Text excerpt:
* START *

One ticket was for his sixty-nine-year-old mother and the other was for Elena Omati, her twenty-nine-year-old maid. The ship had left Naples for Boston on June 25, and the elder Mrs. Ponzi and her helper were in good company for the two-week trip; merchants, a painter, and an Italian diplomat to Venezuela were among their fellow first-class passengers.

When he arrived at the Boston pier, Ponzi was as giddy as a child on his birthday. He bubbled with unrestrained joy when he caught sight of the black-hulled ship, as long as two football fields end to end, with four soaring masts and a single funnel jutting into the blue summer sky. During his rootless years in America and Canada he had often wondered whether he would see his mother again, whether he would overcome the shame of his dissolute college days and live up to her dreams of “castles in the air.” Now he had done it. He was rich and she was steaming into Boston. Ponzi could not wait a minute more than necessary to see her.

* END *

Work instructions:
1 > In the passage about Ponzi's mother's voyage, on what date did the ship leave Naples for Boston?
2 > Reproduce, word for word, the stretch of the rows that begins with the line containing "Here is your task: find all instances of man's ear" and ends with the line containing "[29,257,417,617]", including both of those lines.

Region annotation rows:
* START *

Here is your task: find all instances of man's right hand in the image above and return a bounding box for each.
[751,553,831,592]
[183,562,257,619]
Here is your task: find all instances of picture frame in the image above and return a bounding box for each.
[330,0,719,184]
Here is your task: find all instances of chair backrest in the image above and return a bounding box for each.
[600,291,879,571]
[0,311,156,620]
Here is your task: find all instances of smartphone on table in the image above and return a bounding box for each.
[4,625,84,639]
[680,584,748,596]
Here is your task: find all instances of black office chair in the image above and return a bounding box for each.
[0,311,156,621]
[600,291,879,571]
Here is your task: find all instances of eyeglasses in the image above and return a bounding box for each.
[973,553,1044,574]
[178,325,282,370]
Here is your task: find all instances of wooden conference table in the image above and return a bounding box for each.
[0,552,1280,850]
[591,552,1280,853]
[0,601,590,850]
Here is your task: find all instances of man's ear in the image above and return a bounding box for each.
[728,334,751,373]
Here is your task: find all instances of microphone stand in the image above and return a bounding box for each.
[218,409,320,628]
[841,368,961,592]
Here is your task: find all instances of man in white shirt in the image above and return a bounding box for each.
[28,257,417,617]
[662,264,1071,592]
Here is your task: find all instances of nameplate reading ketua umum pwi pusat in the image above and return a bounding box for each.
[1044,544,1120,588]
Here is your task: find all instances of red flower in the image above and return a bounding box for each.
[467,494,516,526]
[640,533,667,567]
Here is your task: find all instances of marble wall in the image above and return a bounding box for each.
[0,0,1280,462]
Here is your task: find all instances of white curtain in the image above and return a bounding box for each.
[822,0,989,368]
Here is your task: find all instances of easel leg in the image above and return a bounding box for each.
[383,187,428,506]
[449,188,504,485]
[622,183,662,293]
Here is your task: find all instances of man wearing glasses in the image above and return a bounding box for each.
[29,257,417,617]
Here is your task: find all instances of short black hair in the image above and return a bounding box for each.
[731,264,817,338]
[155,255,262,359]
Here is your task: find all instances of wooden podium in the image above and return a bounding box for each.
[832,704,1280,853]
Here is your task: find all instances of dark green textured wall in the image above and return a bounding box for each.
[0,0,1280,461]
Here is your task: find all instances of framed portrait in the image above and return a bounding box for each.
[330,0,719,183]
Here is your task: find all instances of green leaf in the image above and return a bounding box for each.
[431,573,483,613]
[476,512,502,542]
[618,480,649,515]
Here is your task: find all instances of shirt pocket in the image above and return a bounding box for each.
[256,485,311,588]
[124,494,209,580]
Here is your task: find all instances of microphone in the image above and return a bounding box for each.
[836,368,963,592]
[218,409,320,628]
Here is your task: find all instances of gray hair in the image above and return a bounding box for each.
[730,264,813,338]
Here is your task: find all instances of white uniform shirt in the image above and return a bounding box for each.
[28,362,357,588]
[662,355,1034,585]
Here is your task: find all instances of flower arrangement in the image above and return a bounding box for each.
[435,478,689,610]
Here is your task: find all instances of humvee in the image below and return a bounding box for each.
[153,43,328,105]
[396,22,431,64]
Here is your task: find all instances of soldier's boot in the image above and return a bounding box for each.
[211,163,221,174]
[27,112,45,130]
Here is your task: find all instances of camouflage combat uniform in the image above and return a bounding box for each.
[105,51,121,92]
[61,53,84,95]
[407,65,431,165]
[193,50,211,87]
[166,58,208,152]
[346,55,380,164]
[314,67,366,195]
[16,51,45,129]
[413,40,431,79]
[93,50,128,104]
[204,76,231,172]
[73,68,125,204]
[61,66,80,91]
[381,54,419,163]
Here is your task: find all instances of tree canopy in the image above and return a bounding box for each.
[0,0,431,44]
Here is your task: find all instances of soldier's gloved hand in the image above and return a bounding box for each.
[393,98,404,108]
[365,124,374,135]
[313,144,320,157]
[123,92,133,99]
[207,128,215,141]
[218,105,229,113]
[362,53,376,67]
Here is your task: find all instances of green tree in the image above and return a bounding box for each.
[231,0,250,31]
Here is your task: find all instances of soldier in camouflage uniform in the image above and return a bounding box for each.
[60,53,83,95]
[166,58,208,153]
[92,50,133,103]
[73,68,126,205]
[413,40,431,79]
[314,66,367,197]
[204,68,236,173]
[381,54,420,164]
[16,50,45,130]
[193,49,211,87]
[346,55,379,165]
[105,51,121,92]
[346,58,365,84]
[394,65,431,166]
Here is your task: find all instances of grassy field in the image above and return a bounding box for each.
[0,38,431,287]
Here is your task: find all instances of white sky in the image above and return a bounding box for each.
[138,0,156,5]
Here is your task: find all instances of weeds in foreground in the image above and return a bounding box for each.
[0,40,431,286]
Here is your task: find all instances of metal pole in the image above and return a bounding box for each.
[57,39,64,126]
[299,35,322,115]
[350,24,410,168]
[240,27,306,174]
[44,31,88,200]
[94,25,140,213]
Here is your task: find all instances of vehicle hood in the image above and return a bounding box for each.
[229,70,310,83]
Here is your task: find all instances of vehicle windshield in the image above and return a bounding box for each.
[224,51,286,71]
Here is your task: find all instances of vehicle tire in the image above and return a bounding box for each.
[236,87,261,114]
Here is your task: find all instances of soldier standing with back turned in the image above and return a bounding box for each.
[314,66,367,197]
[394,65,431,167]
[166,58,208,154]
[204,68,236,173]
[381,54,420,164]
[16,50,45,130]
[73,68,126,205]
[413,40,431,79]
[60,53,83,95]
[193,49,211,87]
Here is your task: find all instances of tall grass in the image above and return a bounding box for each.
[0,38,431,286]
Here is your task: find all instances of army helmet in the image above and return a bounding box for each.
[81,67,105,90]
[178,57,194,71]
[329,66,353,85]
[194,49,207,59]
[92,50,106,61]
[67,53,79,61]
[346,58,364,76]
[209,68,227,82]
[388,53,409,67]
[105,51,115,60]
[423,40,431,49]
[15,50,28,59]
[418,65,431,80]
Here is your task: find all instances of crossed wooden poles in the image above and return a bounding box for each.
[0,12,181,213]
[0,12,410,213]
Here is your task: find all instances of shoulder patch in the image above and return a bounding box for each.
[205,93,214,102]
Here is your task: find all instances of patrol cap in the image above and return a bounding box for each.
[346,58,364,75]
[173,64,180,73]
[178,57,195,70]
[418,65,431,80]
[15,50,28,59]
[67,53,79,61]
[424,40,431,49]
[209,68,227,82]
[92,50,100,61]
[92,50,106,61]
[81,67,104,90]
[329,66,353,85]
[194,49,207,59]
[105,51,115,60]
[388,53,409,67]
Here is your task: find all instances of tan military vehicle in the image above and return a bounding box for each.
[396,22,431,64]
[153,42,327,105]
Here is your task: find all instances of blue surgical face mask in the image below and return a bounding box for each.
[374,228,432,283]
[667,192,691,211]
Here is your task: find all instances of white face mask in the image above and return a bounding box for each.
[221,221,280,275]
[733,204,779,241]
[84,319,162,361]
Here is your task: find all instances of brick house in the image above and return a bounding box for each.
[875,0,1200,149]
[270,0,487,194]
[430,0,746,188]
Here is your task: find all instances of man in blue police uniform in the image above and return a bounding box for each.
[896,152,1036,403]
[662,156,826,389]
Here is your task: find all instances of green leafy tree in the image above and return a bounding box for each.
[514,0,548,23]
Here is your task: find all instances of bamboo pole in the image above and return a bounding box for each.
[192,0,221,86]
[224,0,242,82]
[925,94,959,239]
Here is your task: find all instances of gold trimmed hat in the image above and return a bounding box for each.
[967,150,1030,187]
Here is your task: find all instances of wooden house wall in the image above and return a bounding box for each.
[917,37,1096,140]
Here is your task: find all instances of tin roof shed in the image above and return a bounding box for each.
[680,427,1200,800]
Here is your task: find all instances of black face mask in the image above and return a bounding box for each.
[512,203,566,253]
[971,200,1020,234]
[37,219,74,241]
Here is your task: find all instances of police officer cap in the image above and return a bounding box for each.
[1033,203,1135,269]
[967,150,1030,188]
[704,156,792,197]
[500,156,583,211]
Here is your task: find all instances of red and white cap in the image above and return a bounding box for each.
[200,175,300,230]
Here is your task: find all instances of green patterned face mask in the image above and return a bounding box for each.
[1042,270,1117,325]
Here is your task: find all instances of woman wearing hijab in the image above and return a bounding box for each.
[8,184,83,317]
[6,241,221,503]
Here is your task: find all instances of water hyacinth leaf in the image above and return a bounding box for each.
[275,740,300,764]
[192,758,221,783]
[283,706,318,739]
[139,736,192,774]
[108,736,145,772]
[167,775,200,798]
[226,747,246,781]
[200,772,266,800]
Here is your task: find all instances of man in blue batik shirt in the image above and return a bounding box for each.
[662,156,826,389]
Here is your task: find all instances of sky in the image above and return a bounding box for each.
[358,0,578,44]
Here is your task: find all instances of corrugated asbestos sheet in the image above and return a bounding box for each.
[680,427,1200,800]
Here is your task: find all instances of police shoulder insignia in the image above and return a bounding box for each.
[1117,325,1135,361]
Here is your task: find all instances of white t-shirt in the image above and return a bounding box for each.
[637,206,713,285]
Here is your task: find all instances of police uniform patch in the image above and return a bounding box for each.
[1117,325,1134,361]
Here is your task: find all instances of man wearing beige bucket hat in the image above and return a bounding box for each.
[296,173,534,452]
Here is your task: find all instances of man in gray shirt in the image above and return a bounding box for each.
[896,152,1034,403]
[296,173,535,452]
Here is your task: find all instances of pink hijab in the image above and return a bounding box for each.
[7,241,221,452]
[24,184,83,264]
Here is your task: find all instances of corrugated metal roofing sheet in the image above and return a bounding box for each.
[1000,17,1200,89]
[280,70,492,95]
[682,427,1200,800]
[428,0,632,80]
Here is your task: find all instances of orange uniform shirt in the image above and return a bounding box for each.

* END *

Solutions in order:
1 > June 25

2 >
Here is your task: find all instances of man's ear in the image above and return a bounding box for each.
[728,334,751,373]
Here is your task: find all instances of microphone stand in the image above and return a bounding box for each.
[218,409,320,628]
[841,368,961,592]
Here is your task: find all instances of man in white shirt in the image above and return a bounding box for each.
[28,257,417,617]
[662,264,1071,592]
Here is your task: find all instances of nameplate reading ketua umum pwi pusat in the image above and return a bounding box for each.
[1044,544,1120,588]
Here is your task: find all instances of red flower in the image above and return a bounding box for each.
[467,494,516,526]
[640,533,667,567]
Here is your task: find all instances of marble wall in the image above and return a bounding box for each.
[0,0,1280,462]
Here is your task: find all instances of white curtain in the image above and return a bounding box for each.
[822,0,989,368]
Here is your task: find all instances of easel leg in the image above and return a bounding box for each.
[383,187,428,506]
[449,188,504,485]
[622,183,662,293]
Here is your task: find all instances of man wearing glasses in the image above and return a bounding box for each.
[29,257,417,617]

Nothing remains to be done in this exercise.